→ Information provided
--------------------------------

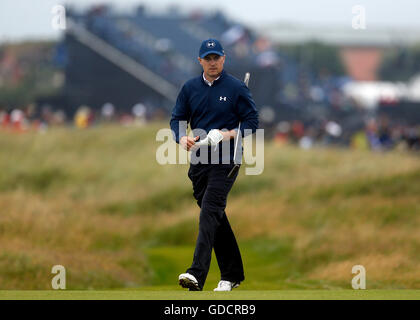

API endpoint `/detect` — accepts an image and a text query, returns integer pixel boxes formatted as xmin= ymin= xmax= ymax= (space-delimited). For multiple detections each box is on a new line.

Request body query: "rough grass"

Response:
xmin=0 ymin=123 xmax=420 ymax=290
xmin=0 ymin=287 xmax=420 ymax=301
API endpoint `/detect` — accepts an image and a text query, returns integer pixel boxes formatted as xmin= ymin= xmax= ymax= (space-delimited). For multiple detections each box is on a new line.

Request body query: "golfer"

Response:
xmin=170 ymin=39 xmax=258 ymax=291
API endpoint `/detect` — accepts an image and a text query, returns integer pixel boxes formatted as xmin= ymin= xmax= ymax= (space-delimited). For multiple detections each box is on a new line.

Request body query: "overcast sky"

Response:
xmin=0 ymin=0 xmax=420 ymax=42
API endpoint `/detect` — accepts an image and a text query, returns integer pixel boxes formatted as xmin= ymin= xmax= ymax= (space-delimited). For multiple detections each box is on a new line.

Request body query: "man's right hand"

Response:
xmin=179 ymin=136 xmax=200 ymax=151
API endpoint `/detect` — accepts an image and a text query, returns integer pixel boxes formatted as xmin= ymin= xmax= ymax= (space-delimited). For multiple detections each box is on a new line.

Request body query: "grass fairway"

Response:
xmin=0 ymin=290 xmax=420 ymax=300
xmin=0 ymin=123 xmax=420 ymax=292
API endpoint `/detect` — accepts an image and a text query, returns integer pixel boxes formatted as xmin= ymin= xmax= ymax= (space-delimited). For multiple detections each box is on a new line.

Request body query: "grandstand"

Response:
xmin=56 ymin=6 xmax=284 ymax=114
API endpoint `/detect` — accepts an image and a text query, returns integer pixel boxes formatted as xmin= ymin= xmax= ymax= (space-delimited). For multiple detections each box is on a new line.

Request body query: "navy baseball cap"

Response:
xmin=198 ymin=39 xmax=225 ymax=59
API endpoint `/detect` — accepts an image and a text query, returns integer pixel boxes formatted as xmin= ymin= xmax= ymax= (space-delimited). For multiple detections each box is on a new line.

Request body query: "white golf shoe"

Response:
xmin=178 ymin=273 xmax=201 ymax=291
xmin=213 ymin=280 xmax=240 ymax=291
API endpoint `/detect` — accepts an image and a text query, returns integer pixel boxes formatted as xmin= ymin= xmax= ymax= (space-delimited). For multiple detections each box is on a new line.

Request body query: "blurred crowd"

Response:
xmin=0 ymin=103 xmax=420 ymax=151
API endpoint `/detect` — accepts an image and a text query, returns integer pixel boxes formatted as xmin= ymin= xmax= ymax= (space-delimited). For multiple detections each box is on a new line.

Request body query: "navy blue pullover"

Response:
xmin=170 ymin=70 xmax=258 ymax=163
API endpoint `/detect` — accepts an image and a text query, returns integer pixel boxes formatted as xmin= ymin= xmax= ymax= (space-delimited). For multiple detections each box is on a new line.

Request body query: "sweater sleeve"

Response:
xmin=237 ymin=84 xmax=258 ymax=137
xmin=170 ymin=85 xmax=191 ymax=143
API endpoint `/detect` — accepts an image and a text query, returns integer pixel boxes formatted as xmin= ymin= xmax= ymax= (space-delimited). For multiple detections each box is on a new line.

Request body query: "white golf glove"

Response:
xmin=195 ymin=129 xmax=223 ymax=150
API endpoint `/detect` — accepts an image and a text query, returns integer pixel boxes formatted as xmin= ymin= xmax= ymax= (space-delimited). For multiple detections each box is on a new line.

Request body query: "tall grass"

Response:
xmin=0 ymin=123 xmax=420 ymax=289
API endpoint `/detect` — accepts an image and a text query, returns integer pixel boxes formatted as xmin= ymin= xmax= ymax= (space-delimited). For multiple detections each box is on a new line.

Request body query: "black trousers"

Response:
xmin=187 ymin=163 xmax=245 ymax=288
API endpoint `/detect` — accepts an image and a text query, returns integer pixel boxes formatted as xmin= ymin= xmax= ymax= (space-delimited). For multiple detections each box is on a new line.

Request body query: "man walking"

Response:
xmin=170 ymin=39 xmax=258 ymax=291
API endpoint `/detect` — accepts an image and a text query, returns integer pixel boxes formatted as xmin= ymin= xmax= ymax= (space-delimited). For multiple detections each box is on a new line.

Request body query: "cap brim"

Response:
xmin=200 ymin=50 xmax=225 ymax=59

--------------------------------

→ Problem requirements
Transcribe the rows above from their start up to and including the line with "xmin=0 ymin=123 xmax=420 ymax=290". Leave the pictures out of your copy.

→ Written response
API endpoint `/detect` — accepts an image and a text query, returns integer pixel boxes formatted as xmin= ymin= xmax= ymax= (space-delimited). For multiple detections each box is on a new line.

Request body query: "rough grass"

Response:
xmin=0 ymin=123 xmax=420 ymax=290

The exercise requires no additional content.